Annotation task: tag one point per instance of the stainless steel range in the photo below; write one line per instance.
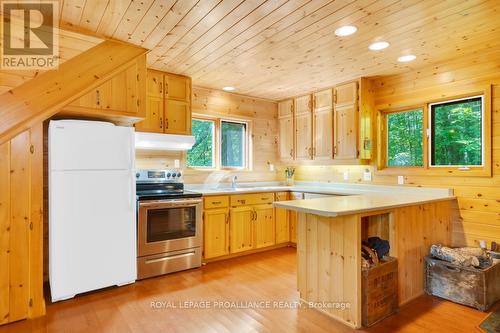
(169, 224)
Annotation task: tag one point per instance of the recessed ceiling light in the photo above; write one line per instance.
(407, 58)
(346, 30)
(378, 46)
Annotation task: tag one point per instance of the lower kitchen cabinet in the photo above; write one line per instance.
(244, 222)
(293, 227)
(241, 225)
(216, 226)
(282, 220)
(264, 225)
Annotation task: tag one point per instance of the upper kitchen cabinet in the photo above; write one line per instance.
(323, 124)
(286, 130)
(346, 121)
(353, 116)
(303, 128)
(168, 107)
(332, 124)
(120, 99)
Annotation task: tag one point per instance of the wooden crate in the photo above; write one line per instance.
(380, 291)
(478, 288)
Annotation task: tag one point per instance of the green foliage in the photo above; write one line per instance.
(233, 144)
(404, 138)
(201, 154)
(456, 133)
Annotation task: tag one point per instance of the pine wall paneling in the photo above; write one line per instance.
(478, 215)
(264, 117)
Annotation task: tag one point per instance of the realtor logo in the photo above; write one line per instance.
(30, 34)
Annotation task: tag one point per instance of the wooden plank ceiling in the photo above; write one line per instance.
(277, 48)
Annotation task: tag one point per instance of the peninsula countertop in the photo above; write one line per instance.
(354, 204)
(347, 198)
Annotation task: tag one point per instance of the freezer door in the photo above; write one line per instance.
(90, 145)
(92, 231)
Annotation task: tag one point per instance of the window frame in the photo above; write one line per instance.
(430, 127)
(484, 170)
(245, 153)
(386, 126)
(217, 143)
(214, 140)
(383, 135)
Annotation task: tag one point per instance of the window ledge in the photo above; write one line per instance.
(440, 171)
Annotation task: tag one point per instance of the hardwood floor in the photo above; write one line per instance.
(268, 276)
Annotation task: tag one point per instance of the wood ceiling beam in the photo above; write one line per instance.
(43, 96)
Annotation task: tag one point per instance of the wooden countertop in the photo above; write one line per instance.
(354, 204)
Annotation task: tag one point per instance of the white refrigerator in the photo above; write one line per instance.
(92, 208)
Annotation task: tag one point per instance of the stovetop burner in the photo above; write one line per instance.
(161, 184)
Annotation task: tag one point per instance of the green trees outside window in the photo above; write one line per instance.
(233, 144)
(201, 155)
(231, 147)
(404, 138)
(456, 131)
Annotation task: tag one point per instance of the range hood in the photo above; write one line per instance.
(158, 141)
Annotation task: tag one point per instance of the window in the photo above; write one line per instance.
(450, 137)
(201, 155)
(405, 138)
(225, 138)
(233, 144)
(456, 131)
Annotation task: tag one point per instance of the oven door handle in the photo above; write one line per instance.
(152, 261)
(169, 203)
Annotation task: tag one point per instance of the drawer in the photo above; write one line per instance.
(251, 199)
(217, 201)
(281, 196)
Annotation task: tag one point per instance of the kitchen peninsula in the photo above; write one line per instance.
(330, 232)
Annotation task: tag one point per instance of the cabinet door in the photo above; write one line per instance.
(155, 84)
(177, 117)
(177, 87)
(264, 226)
(282, 221)
(346, 132)
(303, 136)
(216, 232)
(293, 227)
(241, 236)
(323, 134)
(154, 116)
(293, 217)
(286, 138)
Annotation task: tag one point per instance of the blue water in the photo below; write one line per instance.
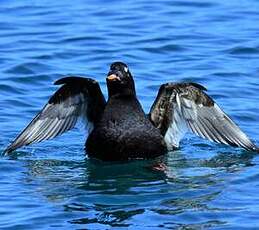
(52, 185)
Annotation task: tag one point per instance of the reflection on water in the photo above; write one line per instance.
(173, 187)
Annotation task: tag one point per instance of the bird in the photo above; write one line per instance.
(119, 129)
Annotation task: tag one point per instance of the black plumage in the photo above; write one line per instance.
(119, 129)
----------------
» **Goal**:
Reproduce the material above exactly, but only from the line with "Annotation task: tag one point per instance of the wood ceiling" through its last line, leaving pictures out.

» **Exercise answer**:
Annotation task: tag one point per instance of the wood ceiling beam in the photo above; write one line per instance.
(43, 96)
Annotation task: tag one point per instance of the wooden countertop in the photo above; write one line per instance.
(354, 204)
Annotation task: tag one point per instance of the white refrigerator in the photo above; write one line per instance.
(92, 208)
Annotation task: tag one point per instance of the stovetop burner in the photo above; write one line per instance.
(161, 184)
Annotation task: tag one point per instance of the green trees outside window in the photo above; write one line per instance.
(233, 144)
(201, 155)
(231, 147)
(404, 138)
(456, 131)
Annotation task: tag one point per instance of the range hood in the photo above; write one line per instance.
(158, 141)
Annotation task: tag one point per instance of the window in the photo above; write one line per instance.
(450, 137)
(201, 155)
(405, 138)
(225, 138)
(233, 144)
(456, 131)
Annotation task: tag one point per instance of the oven door handle in the photo above; write one line per instance.
(152, 261)
(169, 203)
Annotation task: tag one point per instance of the drawer in the photo above; write one line per instance.
(251, 199)
(217, 201)
(281, 196)
Annotation task: tag one point per instance of the kitchen peninsula in the photo above; write one line per instance.
(330, 232)
Annotation task: tag one point per instance of the cabinet door in the photo above; write one line per instance.
(155, 84)
(177, 117)
(177, 87)
(264, 226)
(282, 221)
(346, 132)
(303, 136)
(216, 232)
(293, 227)
(241, 236)
(323, 134)
(154, 116)
(293, 217)
(286, 138)
Annotation task: tag one point per instance of the blue water in the photo below; write one line per instance.
(52, 185)
Annotation task: tag one point per instance of the reflection on water in the photo above; write one line per instance.
(173, 187)
Annotation task: tag one point per instance of the bird in the photo above; write one line per instance.
(119, 129)
Annotation task: tag one point per instance of the black plumage in the photo above; write one line per instance.
(119, 129)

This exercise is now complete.